- **Written problem A**:
Present everything in the rows from the line containing "Annotate the yellow bird" down to the last line of the rows as a Markdown table with the columns Number and Line. Leave out blank lines.

- **Selected text**:
⁂

74HCU04 devices can be used to build oscillators and even amplifiers! this snippet of the Snappy Video Snapshot circuit shows how they used a similar chip as an inverting op-amp to build an active low-pass filter!

Tube🌞Time

next up is the 74LS362. it is a clock generator. you connect a crystal or square wave source and it produces four non-overlapping phased clock outputs. there is a separate VDD rail that can handle 12V for level shifting the outputs. i think this part was used in the TI 99/4A.

Tube🌞Time

this is the 74LS624, which is a VCO (voltage controlled oscillator). i have no idea what it is doing in the 74xx series since it is totally analog!

Darryl Ramm

@tubetime Pretty sure the claim at least was just TTL output levels 🤷‍♂️

lopta

@tubetime When I saw those traces I started thinking what the QRP homebrew people might do with the unbuffered parts. :-)

Pickle Rick :arakawa:

@tubetime This is so interesting. Alot of guitar players use tube preamps because they like the sound. I wonder if this chip could simulate the transfer curve of a tube preamp. That would blow me away: seeing a digital chip as the input to a nice-sounding guitar preamp!

Tube🌞Time

@beeftacos a tube preamp's VTC actually folds back on itself. this creates 2nd order harmonic distortion. fascinating stuff.

Pickle Rick :arakawa:

@tubetime Seriously? I didn't know that. Maybe that's where the unique electric guitar distortion sound originally came from?

⁂

- **Data provided**:
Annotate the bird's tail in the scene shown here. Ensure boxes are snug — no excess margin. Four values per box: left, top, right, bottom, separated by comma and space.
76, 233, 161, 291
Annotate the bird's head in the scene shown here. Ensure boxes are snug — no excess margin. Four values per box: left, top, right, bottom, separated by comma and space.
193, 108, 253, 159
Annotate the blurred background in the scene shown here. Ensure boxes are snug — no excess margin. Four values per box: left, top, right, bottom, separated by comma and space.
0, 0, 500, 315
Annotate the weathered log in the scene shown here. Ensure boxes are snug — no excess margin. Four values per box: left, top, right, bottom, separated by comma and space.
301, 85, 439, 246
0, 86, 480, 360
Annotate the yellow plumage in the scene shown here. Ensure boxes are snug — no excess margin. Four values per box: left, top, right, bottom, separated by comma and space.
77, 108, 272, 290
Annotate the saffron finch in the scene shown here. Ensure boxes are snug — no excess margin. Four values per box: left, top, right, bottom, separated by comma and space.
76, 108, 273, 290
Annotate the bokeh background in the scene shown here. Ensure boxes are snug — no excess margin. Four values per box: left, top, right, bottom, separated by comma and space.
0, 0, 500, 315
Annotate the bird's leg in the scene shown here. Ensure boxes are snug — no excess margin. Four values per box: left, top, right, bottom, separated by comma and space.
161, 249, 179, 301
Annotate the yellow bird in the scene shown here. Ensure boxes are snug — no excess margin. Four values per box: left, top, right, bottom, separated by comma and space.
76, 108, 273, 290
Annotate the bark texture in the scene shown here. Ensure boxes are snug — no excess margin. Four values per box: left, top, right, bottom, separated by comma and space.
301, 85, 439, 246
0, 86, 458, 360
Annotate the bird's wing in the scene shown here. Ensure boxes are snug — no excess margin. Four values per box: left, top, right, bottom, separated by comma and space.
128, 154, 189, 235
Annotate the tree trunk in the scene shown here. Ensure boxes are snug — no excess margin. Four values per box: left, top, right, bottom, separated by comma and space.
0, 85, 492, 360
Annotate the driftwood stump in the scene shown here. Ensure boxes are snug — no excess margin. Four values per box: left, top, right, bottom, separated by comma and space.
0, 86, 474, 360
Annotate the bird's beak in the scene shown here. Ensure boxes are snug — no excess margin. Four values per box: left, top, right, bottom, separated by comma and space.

⁂

- **Written problem B**:
Retype the whole thread about 74-series logic chips exactly.

- **Exercise output A**:
| Number | Line |
|---|---|
| 1 | Annotate the yellow bird in the scene shown here. Ensure boxes are snug — no excess margin. Four values per box: left, top, right, bottom, separated by comma and space. |
| 2 | 76, 108, 273, 290 |
| 3 | Annotate the bark texture in the scene shown here. Ensure boxes are snug — no excess margin. Four values per box: left, top, right, bottom, separated by comma and space. |
| 4 | 301, 85, 439, 246 |
| 5 | 0, 86, 458, 360 |
| 6 | Annotate the bird's wing in the scene shown here. Ensure boxes are snug — no excess margin. Four values per box: left, top, right, bottom, separated by comma and space. |
| 7 | 128, 154, 189, 235 |
| 8 | Annotate the tree trunk in the scene shown here. Ensure boxes are snug — no excess margin. Four values per box: left, top, right, bottom, separated by comma and space. |
| 9 | 0, 85, 492, 360 |
| 10 | Annotate the driftwood stump in the scene shown here. Ensure boxes are snug — no excess margin. Four values per box: left, top, right, bottom, separated by comma and space. |
| 11 | 0, 86, 474, 360 |
| 12 | Annotate the bird's beak in the scene shown here. Ensure boxes are snug — no excess margin. Four values per box: left, top, right, bottom, separated by comma and space. |

- **Exercise output B**:
74HCU04 devices can be used to build oscillators and even amplifiers! this snippet of the Snappy Video Snapshot circuit shows how they used a similar chip as an inverting op-amp to build an active low-pass filter!

Tube🌞Time

next up is the 74LS362. it is a clock generator. you connect a crystal or square wave source and it produces four non-overlapping phased clock outputs. there is a separate VDD rail that can handle 12V for level shifting the outputs. i think this part was used in the TI 99/4A.

Tube🌞Time

this is the 74LS624, which is a VCO (voltage controlled oscillator). i have no idea what it is doing in the 74xx series since it is totally analog!

Darryl Ramm

@tubetime Pretty sure the claim at least was just TTL output levels 🤷‍♂️

lopta

@tubetime When I saw those traces I started thinking what the QRP homebrew people might do with the unbuffered parts. :-)

Pickle Rick :arakawa:

@tubetime This is so interesting. Alot of guitar players use tube preamps because they like the sound. I wonder if this chip could simulate the transfer curve of a tube preamp. That would blow me away: seeing a digital chip as the input to a nice-sounding guitar preamp!

Tube🌞Time

@beeftacos a tube preamp's VTC actually folds back on itself. this creates 2nd order harmonic distortion. fascinating stuff.

Pickle Rick :arakawa:

@tubetime Seriously? I didn't know that. Maybe that's where the unique electric guitar distortion sound originally came from?